* begin Material for this task *

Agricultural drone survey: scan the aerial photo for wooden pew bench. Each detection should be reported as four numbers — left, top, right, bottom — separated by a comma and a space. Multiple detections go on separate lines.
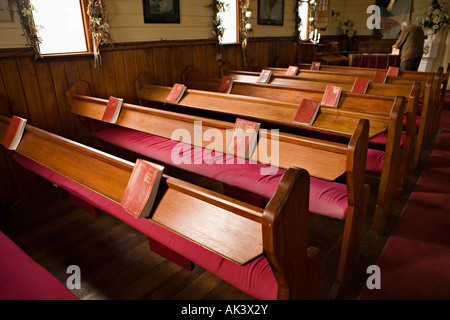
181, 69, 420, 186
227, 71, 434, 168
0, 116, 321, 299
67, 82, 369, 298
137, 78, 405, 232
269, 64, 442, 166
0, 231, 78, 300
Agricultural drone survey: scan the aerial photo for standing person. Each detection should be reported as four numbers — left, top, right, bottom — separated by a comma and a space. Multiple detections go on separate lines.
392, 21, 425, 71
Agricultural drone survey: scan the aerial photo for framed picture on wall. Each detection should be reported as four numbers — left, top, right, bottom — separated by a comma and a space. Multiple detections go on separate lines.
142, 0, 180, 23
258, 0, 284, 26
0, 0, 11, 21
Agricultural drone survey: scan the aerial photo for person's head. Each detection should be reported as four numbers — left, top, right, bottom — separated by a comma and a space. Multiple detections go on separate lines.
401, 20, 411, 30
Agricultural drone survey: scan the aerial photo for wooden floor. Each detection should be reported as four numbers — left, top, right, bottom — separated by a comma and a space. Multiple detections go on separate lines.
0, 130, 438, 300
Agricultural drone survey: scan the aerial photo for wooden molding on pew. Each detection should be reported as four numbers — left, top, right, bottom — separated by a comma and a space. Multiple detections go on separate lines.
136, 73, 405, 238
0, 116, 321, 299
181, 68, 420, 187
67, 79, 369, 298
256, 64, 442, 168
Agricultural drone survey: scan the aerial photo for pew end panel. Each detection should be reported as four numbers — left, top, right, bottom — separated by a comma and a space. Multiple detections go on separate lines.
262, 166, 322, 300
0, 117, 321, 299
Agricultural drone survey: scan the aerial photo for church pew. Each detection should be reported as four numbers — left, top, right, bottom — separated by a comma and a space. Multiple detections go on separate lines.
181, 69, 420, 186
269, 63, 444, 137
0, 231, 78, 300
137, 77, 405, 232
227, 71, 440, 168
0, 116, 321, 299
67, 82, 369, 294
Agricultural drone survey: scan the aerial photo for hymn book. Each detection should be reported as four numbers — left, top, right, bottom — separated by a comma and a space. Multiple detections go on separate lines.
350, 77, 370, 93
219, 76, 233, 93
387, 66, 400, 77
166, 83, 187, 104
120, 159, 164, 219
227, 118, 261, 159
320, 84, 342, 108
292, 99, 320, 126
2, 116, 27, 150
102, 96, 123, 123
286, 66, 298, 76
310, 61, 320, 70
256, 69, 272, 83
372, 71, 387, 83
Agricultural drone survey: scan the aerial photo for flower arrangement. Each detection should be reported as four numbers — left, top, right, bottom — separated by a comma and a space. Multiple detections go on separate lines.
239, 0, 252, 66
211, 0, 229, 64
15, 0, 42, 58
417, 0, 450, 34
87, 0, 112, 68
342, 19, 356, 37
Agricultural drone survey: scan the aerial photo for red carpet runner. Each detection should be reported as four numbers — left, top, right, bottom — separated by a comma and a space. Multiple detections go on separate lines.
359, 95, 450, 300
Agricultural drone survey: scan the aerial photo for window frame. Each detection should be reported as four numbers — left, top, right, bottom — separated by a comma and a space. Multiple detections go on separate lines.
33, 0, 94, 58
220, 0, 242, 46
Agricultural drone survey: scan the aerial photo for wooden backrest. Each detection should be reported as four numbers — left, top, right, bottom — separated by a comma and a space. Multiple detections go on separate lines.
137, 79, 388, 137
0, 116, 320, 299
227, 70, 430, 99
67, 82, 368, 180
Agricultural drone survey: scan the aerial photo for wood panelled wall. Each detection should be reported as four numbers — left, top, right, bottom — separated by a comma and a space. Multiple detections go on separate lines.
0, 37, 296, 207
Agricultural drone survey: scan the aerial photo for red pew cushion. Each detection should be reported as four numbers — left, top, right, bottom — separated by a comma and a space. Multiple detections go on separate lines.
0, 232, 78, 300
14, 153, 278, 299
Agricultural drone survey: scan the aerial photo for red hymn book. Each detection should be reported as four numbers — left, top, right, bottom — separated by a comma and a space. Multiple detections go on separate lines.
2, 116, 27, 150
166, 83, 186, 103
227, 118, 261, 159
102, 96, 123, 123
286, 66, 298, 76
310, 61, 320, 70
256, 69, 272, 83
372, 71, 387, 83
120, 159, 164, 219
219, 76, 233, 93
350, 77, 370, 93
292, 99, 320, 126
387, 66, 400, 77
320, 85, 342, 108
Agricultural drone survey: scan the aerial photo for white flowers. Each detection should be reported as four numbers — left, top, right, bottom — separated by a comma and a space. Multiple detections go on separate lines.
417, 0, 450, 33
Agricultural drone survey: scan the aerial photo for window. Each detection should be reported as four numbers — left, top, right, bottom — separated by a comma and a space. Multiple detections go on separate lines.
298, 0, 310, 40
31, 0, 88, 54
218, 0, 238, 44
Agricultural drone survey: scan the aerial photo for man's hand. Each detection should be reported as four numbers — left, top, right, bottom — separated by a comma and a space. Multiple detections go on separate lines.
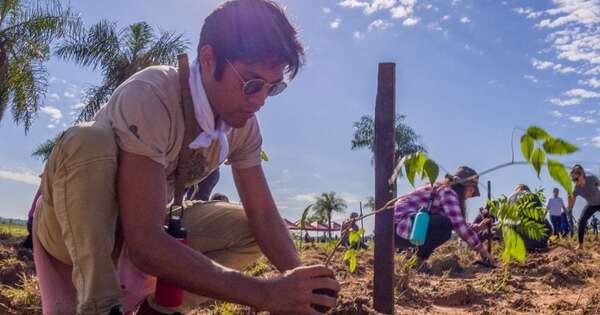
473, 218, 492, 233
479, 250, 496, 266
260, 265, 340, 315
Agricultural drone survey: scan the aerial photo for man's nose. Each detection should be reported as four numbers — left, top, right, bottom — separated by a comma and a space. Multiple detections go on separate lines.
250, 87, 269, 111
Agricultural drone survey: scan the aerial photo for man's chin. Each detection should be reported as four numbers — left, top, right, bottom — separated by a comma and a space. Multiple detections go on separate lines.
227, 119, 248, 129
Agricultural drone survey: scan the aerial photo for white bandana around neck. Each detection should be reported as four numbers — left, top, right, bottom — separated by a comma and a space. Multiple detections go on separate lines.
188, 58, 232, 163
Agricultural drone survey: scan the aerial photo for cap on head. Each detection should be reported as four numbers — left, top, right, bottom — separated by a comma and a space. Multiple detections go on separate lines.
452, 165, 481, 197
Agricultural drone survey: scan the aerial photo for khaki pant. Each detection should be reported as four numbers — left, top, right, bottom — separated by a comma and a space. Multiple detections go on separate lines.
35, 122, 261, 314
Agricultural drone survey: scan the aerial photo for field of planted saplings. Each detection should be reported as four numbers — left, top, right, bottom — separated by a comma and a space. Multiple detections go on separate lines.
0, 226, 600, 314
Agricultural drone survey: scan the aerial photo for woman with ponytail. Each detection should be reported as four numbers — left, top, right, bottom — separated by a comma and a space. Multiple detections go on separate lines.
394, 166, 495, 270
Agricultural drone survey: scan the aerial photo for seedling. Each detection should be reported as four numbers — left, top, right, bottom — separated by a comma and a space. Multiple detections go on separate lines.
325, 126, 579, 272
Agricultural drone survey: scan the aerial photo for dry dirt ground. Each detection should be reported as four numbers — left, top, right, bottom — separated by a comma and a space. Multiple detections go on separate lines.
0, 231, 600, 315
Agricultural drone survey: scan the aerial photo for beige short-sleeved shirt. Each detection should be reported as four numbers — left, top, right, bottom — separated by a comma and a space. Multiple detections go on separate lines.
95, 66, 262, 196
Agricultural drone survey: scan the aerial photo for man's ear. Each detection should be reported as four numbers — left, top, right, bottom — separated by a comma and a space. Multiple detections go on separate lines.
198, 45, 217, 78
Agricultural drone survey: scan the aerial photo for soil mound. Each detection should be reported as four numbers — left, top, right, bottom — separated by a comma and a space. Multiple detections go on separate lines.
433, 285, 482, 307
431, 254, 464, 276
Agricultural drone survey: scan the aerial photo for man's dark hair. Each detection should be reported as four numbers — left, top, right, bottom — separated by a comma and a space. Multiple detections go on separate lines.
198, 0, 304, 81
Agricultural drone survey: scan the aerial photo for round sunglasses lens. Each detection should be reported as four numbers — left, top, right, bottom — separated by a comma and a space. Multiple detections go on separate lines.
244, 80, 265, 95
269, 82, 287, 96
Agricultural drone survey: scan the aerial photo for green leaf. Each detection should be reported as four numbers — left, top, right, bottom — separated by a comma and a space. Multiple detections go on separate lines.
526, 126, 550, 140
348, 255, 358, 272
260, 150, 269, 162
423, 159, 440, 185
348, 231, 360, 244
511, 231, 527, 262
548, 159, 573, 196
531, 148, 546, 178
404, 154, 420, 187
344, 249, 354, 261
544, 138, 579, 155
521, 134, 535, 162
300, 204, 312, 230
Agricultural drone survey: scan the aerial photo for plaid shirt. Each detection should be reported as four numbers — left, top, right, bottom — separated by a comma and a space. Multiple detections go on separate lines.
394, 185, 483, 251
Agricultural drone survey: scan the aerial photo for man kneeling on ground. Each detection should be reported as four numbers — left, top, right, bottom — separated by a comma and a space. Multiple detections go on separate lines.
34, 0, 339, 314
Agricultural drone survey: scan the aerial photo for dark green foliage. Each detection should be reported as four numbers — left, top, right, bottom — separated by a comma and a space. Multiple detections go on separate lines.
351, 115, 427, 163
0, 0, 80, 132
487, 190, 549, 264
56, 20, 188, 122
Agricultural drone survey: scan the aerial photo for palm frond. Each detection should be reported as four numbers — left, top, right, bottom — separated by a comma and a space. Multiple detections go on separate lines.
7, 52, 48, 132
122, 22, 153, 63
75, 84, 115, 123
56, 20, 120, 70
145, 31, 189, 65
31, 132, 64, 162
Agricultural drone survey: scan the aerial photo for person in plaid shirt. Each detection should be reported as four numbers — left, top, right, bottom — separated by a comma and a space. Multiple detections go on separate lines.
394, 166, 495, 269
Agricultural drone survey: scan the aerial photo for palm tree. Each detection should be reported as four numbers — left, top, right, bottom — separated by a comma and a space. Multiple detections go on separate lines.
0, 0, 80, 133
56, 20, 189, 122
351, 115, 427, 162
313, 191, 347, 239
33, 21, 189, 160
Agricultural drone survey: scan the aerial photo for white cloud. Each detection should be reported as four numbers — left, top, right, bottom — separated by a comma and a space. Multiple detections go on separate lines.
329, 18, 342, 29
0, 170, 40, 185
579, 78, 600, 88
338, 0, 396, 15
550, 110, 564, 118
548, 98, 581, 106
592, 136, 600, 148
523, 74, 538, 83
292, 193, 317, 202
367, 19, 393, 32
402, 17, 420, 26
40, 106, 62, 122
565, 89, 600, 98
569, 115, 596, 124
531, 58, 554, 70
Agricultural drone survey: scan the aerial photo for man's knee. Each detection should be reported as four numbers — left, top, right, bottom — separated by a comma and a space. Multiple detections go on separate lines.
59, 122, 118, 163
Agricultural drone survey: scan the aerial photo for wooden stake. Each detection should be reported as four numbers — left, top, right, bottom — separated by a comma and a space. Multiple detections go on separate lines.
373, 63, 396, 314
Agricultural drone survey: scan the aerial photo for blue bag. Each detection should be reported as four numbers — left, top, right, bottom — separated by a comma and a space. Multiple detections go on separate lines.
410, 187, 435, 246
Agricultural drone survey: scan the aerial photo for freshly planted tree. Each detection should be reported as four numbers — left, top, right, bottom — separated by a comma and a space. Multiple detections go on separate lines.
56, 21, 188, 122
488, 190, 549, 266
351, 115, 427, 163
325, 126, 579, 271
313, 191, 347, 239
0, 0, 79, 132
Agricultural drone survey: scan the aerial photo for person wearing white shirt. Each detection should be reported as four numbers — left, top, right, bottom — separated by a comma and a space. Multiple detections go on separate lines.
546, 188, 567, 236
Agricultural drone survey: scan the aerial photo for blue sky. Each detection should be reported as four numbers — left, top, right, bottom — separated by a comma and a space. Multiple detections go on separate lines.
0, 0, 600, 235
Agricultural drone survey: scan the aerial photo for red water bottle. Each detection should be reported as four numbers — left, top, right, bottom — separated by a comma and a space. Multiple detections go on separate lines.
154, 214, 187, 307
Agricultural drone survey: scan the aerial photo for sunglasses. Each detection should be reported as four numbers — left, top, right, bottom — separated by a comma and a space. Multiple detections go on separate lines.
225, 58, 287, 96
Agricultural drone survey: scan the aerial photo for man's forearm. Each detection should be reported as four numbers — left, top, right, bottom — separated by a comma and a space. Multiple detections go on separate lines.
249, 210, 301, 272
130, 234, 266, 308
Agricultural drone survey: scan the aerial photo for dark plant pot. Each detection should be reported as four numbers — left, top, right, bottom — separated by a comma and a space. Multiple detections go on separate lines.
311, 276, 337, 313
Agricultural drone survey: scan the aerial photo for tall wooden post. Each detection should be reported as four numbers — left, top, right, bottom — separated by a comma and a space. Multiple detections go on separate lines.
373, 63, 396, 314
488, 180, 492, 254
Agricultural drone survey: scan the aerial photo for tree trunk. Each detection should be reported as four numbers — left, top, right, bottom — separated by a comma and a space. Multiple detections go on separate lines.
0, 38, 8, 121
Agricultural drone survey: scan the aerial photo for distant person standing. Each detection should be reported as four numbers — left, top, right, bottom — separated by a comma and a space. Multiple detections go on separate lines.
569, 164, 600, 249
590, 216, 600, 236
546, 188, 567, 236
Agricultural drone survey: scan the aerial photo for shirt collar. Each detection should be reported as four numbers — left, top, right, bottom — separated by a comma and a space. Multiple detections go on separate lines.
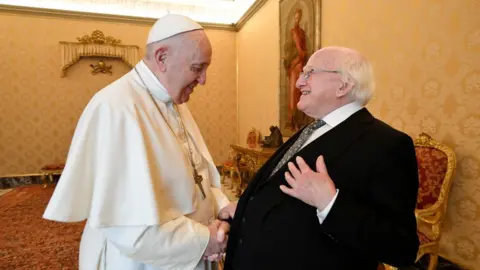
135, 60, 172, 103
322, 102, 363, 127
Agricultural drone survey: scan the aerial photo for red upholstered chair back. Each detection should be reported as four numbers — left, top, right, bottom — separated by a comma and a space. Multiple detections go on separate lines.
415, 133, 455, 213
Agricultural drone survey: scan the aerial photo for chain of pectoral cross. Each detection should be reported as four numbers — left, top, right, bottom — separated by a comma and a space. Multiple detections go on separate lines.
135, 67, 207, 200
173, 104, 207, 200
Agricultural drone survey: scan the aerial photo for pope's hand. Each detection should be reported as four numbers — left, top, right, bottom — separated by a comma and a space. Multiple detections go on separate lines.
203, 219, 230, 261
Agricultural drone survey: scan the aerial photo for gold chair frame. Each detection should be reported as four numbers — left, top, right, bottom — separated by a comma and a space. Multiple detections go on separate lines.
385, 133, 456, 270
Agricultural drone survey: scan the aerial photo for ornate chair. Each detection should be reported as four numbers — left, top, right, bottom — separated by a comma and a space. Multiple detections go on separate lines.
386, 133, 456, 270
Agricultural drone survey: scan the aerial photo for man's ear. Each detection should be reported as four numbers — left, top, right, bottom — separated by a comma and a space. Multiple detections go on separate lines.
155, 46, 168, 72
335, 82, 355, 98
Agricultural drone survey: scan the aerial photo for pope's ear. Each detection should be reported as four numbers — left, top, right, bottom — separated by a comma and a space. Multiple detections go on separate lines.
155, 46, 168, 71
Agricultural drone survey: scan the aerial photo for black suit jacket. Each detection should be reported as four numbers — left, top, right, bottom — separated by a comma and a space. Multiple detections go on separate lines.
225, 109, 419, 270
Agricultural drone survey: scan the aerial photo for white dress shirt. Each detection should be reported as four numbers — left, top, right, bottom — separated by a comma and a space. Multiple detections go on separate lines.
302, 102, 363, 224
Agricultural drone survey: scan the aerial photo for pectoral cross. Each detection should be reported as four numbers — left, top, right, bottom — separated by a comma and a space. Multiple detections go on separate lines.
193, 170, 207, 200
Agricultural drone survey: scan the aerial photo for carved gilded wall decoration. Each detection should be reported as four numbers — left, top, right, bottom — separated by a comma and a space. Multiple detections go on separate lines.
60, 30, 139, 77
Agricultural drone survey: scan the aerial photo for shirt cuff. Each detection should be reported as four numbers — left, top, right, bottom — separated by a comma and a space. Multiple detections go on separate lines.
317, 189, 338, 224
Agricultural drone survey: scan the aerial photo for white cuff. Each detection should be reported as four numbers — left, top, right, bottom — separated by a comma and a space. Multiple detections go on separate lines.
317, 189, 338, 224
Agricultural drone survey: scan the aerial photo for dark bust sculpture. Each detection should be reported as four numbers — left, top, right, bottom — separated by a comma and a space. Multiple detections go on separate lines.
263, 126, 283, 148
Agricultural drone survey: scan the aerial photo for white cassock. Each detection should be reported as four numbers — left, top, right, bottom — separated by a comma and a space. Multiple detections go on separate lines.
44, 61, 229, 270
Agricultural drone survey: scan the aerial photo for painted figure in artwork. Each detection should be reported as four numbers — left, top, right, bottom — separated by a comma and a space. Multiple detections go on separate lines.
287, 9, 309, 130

* end Material for this task *

*Task requirements*:
Retype the rows above word for word, from the line containing "Agricultural drone survey: scan the aerial photo for painted" through the end of the rows, both ends included.

*Result of the exercise*:
Agricultural drone survey: scan the aerial photo for painted figure in artwork. Each detection should be reported as four numbers — left, top, right, bottom — separated by a comma and a space. Multiple detections go on separate lines.
287, 9, 309, 130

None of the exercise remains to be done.